Why we write
Josh Friedman, the screenwriter soon to be best known as the a writer of the forthcoming masterpiece, Snakes on a Plane (no, really), was once mostly known for his very funny blog about Hollywood. Then he had the selfishness to go and get cancer and, not surprisingly, the blog took a more serious turn.
In the wake of his cancer surgery, Josh is in an introspective mood, and discusses life, writing, his eulogy and the words he knows will make him immortal:
I had to be at the hospital two hours before surgery and my biggest worry was leaving before my son woke up. My second biggest worry was not leaving before my son woke up.
As it turned out, he woke up a few minutes before I had to leave. I hugged him, told him I loved him and that I would see him later. Toddlers have no sense of time and as far as he was concerned, the word “later” meant either “when you walk around the corner” or “oatmeal.”
I knew that “later” meant one of two things: either “five days from now when they let me out” or “never.”

Records provided:
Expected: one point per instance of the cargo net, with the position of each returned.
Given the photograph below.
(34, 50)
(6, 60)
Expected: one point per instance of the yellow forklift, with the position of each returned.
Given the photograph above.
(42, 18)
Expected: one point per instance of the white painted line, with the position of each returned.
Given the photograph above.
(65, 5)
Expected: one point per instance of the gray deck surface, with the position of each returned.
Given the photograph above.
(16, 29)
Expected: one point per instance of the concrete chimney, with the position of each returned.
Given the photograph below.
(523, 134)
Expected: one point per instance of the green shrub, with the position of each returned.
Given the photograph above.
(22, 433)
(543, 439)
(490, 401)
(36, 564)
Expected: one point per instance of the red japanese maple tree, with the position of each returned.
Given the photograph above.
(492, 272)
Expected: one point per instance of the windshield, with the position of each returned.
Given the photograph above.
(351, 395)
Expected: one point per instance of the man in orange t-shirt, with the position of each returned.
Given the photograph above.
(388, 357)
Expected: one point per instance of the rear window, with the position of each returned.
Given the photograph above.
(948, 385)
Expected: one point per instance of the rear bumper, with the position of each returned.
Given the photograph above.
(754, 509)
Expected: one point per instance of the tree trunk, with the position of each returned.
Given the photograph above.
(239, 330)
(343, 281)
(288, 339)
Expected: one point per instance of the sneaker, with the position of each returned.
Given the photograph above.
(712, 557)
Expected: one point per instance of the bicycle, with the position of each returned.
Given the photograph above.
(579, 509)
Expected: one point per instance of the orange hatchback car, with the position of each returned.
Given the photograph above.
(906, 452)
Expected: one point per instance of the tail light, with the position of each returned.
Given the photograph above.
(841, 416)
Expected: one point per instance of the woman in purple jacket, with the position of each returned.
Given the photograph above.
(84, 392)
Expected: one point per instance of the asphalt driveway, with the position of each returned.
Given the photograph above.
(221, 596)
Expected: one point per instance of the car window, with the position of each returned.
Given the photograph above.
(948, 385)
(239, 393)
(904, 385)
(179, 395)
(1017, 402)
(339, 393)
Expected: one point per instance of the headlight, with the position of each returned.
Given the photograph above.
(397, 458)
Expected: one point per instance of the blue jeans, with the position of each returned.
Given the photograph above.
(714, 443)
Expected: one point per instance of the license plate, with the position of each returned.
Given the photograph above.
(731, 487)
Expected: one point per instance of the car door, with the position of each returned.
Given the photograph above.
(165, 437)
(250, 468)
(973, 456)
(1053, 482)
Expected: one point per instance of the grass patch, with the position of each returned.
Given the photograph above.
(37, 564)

Questions on the material:
1. In the passage about Josh Friedman's surgery, how long before the operation did he have to be at the hospital?
2. Write the next part of the passage about Josh Friedman's surgery, picking up after its final sentence.

Responses:
1. Two hours before surgery.

2.
When I was young my parents took me to the funeral of a family friend. I’m sure at the time I thought she was old. I now realize she was probably younger than I am. She died of cancer, I don’t remember what kind, and who really cares. Dead is dead and no one ever asks the families of shooting victims what kind of bullet it was. What I remember was she had written her own eulogy. I don’t remember a single word of it, but I remember hearing her voice in the words. It felt like she had traveled some way to find us, and I was happy she had taken the time to visit. I missed her less, and wasn’t nearly as scared of where she had gone. She was real, she was present, and while she was less than alive she was much more than dead.
Back then I knew that words were fun toys and that I was a clever little boy who pleased the grown-ups who watched him play with pen and paper. I could rub two sentences together but did not understand that doing so might create fire. This was the first time I had witnessed a spell being cast.
I won’t spoil the rest. You really ought to read it for yourself.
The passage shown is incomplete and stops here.